— TO DO —
Find the line holding "Target: bride. Please" in the entries below. Give it again exactly, along with every line after it up to and including the line holding "Could you kindly annotate the lake".

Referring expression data
━━━━
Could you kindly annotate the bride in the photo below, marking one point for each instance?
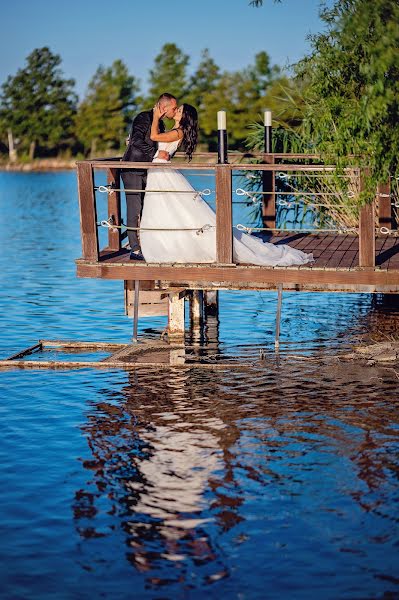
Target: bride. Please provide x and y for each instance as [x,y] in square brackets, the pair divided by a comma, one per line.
[177,225]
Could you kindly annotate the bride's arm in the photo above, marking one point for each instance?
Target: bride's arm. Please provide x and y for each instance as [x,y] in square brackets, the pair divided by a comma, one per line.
[168,136]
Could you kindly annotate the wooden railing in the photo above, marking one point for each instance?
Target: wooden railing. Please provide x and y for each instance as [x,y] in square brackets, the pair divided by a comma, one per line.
[223,183]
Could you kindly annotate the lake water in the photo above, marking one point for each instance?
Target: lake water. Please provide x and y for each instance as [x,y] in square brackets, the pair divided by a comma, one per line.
[276,482]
━━━━
— ANSWER TO THIS PROBLEM —
Target: bride. Please provide x and y for each instance as [x,y] in square brackets, the pair divided by a comma, one per line.
[177,225]
Could you kindly annotate the bride's arm in the photo above, marking one point for each instance?
Target: bride's arm. Please provide x and y for each instance as [x,y] in square brackets, the pair divided by a comma, one per line.
[168,136]
Could you kindly annotate the wooden railing in the photo above, marking one point for each instance?
Target: wooden railing. Please provide x and y for each instance as [x,y] in square brackets, the pair divided by a comma, one per line.
[223,183]
Could you kindly annotate the lake water in the photo above, marking one point for each instance?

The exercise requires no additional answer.